### Objectif 1:
Dénombre, parmi les lignes placées après le texte, celles qui contiennent la chaîne « instance », et donne ce nombre seul.

—————

Le journaliste et politologue franco-libanais Antoine Sfeir, spécialiste du monde arabe et musulman, est décédé dans la nuit de dimanche à lundi à l’âge de 70 ans.

Avec la disparition d’Antoine Sfeir, trouve son triste épilogue un des exemples les plus remarquables, les plus réussis du phénomène de transplantation intellectuelle et professionnelle engendré par la guerre de quinze ans, et qui a poussé nombre de talents libanais à aller s’épanouir sous des cieux plus cléments.

C’est au service étranger du journal Le Jour, puis de L’Orient-Le Jour, qu’on l’a vu faire ses premières armes en journalisme. Avec le déferlement de violence de 1975, nos locaux, sis à l’époque dans les quartiers ouest de Beyrouth, devinrent, à l’instar des agences de presse internationales, une escale obligée pour les foules de reporters et envoyés spéciaux accourus afin de couvrir le calvaire libanais. Et c’est Antoine, Tony pour nous, qui déployait le plus de patience et de zèle quand il s’agissait d’aider maints collègues étrangers à s’y retrouver, dans les méandres d’un conflit aussi complexe. Le dense réseau d’amitiés françaises qu’aura valu à son auteur ce véritable apostolat s’avérera précieux quand Antoine sera lui-même happé par l’horreur de la guerre, et qu’il choisira de s’expatrier après avoir été enlevé, séquestré et même torturé par une des innombrables factions armées palestiniennes qui contrôlaient le secteur.

—————

### Objectif 2:
Pour chaque affirmation, indique par oui ou par non si elle concorde avec le texte sur Antoine Sfeir, puis cite les mots du texte qui tranchent.
(a) Antoine Sfeir est mort à l’âge de 70 ans.
(b) Il a fait ses débuts au service des sports du journal Le Jour.
(c) Les locaux du journal se trouvaient dans les quartiers est de Beyrouth.

[Entrées de pointage d'objets nommés]
—————

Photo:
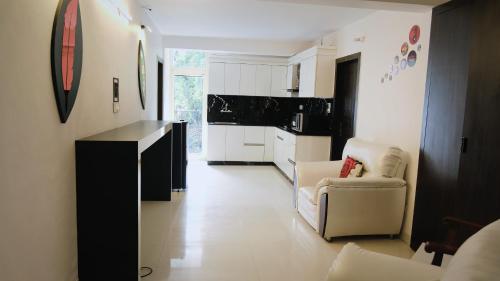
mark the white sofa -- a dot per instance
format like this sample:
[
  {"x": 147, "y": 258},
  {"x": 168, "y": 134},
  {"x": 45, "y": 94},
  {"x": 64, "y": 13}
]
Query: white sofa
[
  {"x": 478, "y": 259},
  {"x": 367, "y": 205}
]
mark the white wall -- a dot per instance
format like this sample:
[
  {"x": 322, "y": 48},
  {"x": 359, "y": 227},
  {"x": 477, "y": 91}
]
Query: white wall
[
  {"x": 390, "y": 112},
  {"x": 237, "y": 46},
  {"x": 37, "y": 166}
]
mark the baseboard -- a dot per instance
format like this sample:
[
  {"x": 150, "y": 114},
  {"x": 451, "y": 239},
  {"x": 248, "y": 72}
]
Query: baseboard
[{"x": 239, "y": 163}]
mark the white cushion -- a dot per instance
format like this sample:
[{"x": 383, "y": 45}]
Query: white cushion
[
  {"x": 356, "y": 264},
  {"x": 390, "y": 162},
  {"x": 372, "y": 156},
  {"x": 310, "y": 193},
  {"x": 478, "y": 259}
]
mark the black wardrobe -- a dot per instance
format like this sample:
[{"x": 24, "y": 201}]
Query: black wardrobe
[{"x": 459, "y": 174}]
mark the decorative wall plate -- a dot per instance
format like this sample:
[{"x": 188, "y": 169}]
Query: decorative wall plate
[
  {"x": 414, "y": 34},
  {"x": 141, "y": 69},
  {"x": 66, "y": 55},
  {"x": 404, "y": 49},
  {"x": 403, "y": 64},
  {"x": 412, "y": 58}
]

—————

### Résultat de l'exercice 1:
6

### Résultat de l'exercice 2:
(a) Oui : « est décédé dans la nuit de dimanche à lundi à l’âge de 70 ans ».
(b) Non : « C’est au service étranger du journal Le Jour ».
(c) Non : « sis à l’époque dans les quartiers ouest de Beyrouth ».